*Required actions*
1. Reproduce the passage of the counterintelligence interview below, starting with "ML: Lots to" and going on through "in the Pentagon?".
2. Write what comes next in the counterintelligence interview below, beginning right after its final line.
++++ Text
ML: Lots to talk about, huh?

JJA: I'll say! I knew counterintelligence had been gutted, but I had no idea how bad it was.

ML: Don't you believe the stories about a mole hunt in the Pentagon?

JJA: Of course there are mole hunts. That's what CI people do. But they're supposed to be secret. Once you go public with the story, you've alerted your targets, and sabotaged your own investigation.

ML: So you're not impressed with all the news stories?

JJA: Look, as you've said, if the FBI has a real case, they don't go whispering to the press about it. They go to the grand jury. They don't leak, they indict and prosecute.

ML: Plus, they promised their media agents — I mean the journalists — that there would be arrests, and pronto. Nobody's been arrested, and some of the latest stories even quote the "sources" as saying that the Pentagon target — my pal Larry Franklin — may well be exonerated. That's quite a turnaround in a couple of days, isn't it?
++++++++
++++ Dataset records
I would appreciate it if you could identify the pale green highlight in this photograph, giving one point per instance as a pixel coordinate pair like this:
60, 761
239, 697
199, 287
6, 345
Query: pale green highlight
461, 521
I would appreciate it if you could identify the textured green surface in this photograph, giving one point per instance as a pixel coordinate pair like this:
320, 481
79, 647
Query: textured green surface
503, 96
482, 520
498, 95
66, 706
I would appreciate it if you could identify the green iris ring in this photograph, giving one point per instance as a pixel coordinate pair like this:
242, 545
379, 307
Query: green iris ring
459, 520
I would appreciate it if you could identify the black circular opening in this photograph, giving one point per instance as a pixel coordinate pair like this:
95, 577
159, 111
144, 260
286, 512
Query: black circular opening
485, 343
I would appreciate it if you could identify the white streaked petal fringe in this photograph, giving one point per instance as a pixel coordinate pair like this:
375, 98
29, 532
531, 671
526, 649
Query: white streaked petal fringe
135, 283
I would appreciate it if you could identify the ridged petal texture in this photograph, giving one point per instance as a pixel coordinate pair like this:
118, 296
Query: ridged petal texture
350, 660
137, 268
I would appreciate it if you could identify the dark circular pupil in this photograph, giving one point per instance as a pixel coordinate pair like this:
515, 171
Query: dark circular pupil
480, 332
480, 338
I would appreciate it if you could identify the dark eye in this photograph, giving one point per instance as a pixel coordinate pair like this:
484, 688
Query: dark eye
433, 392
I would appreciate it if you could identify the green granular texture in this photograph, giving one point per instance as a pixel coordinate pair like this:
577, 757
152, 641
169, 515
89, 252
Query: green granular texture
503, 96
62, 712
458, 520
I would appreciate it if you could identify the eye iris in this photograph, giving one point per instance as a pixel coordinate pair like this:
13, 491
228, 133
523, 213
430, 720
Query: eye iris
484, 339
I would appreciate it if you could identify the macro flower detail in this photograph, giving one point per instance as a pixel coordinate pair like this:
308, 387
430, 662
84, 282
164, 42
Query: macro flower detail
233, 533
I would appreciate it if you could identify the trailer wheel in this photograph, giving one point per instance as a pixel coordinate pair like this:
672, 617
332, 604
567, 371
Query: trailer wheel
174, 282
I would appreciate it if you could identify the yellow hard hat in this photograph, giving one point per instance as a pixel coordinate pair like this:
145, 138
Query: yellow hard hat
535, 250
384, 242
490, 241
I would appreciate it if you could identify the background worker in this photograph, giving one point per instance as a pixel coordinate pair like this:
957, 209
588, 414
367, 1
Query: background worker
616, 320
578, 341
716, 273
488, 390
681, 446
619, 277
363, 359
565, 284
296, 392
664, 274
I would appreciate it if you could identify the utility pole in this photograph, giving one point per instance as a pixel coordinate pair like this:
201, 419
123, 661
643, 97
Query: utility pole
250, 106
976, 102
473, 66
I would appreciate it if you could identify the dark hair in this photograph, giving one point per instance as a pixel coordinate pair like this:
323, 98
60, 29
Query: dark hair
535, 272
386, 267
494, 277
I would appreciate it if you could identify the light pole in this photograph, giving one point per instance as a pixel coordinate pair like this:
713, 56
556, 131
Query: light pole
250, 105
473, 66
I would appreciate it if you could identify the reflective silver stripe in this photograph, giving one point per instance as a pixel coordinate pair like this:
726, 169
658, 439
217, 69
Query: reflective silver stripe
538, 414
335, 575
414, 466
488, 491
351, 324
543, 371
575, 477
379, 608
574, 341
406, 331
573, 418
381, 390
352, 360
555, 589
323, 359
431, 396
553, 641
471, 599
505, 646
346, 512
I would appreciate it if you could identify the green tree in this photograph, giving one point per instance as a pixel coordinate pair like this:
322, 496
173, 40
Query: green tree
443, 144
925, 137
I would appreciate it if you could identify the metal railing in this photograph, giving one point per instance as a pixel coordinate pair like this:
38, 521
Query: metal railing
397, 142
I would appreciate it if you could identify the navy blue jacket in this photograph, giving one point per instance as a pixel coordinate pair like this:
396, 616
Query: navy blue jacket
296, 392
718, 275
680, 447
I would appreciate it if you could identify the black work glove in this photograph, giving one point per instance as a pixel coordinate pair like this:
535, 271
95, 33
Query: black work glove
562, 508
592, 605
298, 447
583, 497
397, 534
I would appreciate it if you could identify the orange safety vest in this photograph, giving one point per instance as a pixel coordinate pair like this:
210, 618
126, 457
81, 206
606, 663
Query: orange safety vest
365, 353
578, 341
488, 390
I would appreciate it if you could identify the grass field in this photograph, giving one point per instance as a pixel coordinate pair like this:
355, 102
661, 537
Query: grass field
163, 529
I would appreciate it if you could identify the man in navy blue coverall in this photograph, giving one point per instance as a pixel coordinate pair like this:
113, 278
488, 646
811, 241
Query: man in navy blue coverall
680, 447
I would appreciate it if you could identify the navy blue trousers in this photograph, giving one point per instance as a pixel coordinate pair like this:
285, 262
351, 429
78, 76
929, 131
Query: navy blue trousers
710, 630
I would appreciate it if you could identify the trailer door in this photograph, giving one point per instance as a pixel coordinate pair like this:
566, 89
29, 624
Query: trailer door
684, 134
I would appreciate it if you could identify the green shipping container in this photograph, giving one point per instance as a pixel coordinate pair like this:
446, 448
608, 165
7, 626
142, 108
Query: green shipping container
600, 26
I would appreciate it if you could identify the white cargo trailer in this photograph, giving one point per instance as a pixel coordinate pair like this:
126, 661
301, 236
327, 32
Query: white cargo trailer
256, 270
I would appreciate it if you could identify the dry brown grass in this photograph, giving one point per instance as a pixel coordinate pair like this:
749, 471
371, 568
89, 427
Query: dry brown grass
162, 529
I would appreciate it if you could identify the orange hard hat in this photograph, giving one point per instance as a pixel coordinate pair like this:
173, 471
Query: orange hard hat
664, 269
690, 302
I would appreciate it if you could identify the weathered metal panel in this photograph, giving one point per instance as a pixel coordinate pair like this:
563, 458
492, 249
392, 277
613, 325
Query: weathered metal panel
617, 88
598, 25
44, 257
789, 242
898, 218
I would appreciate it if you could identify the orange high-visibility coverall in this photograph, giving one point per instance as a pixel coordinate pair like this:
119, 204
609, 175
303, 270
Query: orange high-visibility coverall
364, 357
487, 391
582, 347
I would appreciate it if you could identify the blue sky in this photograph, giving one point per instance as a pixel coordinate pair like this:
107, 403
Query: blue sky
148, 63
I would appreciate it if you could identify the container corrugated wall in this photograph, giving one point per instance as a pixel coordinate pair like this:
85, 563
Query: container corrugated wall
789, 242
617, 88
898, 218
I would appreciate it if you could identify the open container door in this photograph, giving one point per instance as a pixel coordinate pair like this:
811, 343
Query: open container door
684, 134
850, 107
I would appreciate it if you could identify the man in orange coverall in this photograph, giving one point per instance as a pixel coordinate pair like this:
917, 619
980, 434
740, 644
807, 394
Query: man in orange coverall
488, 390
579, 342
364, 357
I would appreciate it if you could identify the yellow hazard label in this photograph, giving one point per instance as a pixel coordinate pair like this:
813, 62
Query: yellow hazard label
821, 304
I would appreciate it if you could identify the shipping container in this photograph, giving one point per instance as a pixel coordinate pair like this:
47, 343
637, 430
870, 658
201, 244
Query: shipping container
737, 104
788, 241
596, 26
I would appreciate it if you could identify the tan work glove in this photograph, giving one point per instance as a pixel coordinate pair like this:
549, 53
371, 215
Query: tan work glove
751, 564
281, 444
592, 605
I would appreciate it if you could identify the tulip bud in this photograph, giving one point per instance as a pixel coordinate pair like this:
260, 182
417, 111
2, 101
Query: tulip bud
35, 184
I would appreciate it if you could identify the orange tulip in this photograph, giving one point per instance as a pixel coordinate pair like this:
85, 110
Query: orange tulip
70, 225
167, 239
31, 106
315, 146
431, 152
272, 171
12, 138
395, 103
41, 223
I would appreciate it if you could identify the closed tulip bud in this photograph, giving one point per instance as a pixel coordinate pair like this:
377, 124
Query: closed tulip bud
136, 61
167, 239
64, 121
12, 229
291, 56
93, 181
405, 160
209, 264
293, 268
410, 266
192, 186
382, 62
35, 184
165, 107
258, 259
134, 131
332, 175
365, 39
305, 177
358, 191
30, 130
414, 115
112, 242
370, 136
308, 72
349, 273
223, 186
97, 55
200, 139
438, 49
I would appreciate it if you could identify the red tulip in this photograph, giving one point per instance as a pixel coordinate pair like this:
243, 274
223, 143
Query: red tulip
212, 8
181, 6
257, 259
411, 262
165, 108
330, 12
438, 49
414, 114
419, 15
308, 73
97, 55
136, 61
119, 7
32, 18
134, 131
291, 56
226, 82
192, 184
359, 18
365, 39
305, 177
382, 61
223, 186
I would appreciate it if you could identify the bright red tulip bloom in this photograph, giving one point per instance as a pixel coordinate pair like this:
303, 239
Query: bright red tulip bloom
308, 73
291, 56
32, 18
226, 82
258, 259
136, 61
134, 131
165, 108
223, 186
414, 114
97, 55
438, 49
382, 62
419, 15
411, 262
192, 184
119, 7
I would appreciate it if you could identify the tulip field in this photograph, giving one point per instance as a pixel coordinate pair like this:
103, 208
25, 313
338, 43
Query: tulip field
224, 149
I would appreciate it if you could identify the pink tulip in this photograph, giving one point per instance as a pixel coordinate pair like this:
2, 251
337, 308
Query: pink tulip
++++++++
*Task results*
1.
ML: Lots to talk about, huh?

JJA: I'll say! I knew counterintelligence had been gutted, but I had no idea how bad it was.

ML: Don't you believe the stories about a mole hunt in the Pentagon?

2.
JJA: It's embarrassing. At this point, given the state of the "news stories," you'd have to conclude that the CI folks in the bureau are either incompetent or McCarthyites. Either they leaked information that should have been kept secret — if there is indeed any case against Mr. Franklin or others — or they are trying to smear him and some of his friends and colleagues. Including you, I might point out.

ML: Thanks for noticing, but it's same old, same old. But maybe it's not the bureau. Apparently people on the intelligence oversight committees were briefed on the investigation, so maybe they're the leakers.

JJA: It's an attractive theory, and I'd love to believe it, because it would mean that the FBI isn't going through one of J. Edgar Hoover's worst moments. But as I read the stories, there are specific references to FBI sources. I doubt those are invented by the journalists to protect pals on the House or Senate committee staffs.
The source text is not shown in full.